WRITTEN PROBLEM:
Reproduce the lines of the material exactly, excluding every image.

Point annotations for photos:
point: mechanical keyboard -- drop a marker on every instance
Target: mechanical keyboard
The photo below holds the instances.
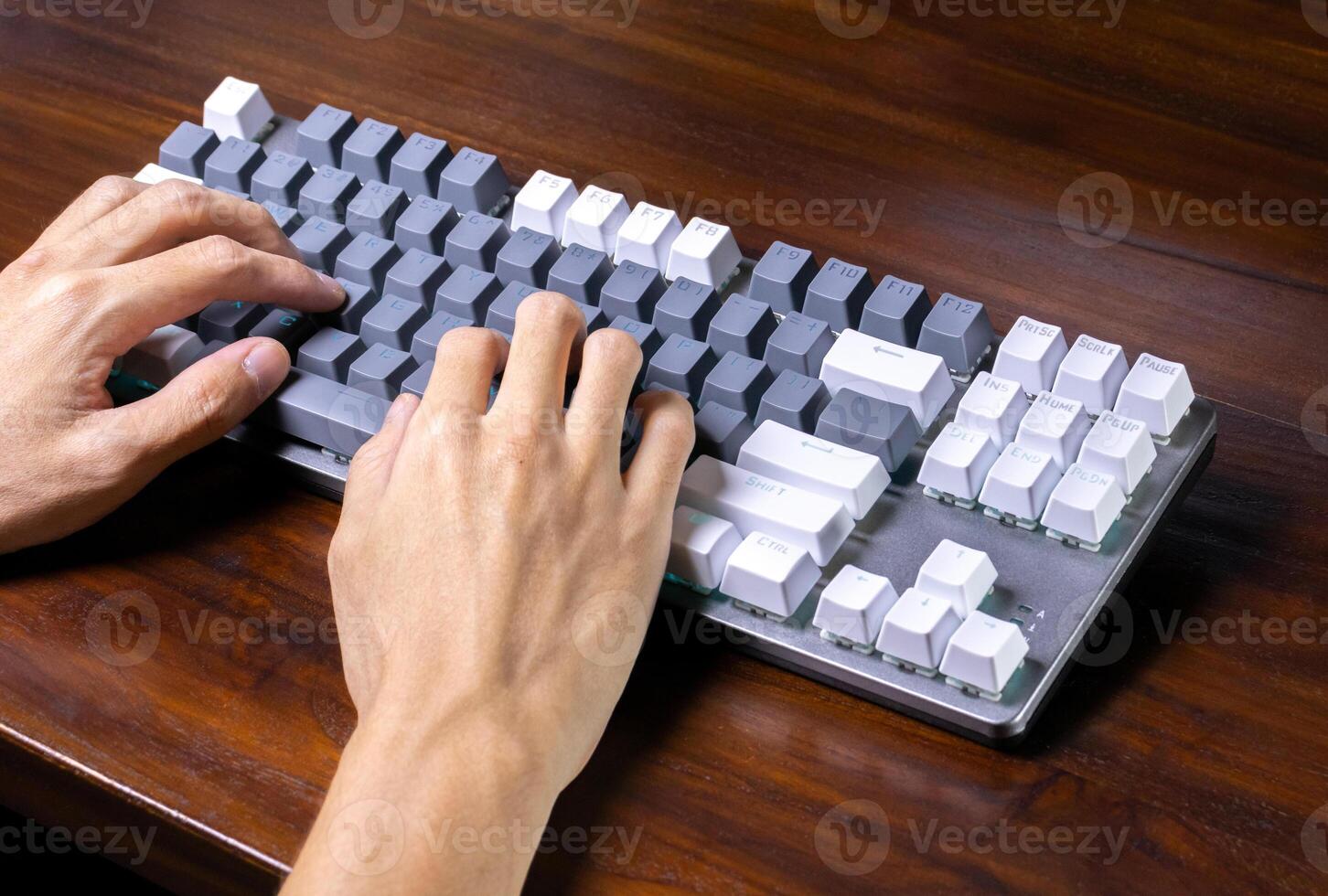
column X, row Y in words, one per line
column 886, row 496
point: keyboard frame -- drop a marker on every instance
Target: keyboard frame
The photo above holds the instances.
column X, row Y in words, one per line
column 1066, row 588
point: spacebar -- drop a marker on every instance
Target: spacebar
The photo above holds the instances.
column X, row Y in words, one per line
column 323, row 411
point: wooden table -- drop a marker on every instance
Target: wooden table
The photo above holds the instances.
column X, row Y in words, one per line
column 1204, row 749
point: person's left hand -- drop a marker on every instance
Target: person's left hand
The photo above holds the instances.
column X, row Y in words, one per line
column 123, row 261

EXERCISE RESULT:
point: mechanical keyboard -- drop a marker on every instance
Target: mechanical keyboard
The photo below holds the instances.
column X, row Y in words, one per line
column 886, row 496
point: keyboard frame -- drop a marker on every instance
Target: keyboard frame
The photo above holds the instances.
column X, row Y in words, one per line
column 1066, row 588
point: spacebar -- drop a marker on every instance
Target: spacebar
The photo above holds the instances.
column X, row Y in words, one per line
column 323, row 411
point: wooden table -- drop a marker on every instance
Target: wooden table
The photo above holds the instances.
column X, row Y in words, one per line
column 1204, row 749
point: person's left hand -- drop a marker on every instance
Target: person's left hand
The photo above holds the instances.
column X, row Y in words, one per line
column 123, row 261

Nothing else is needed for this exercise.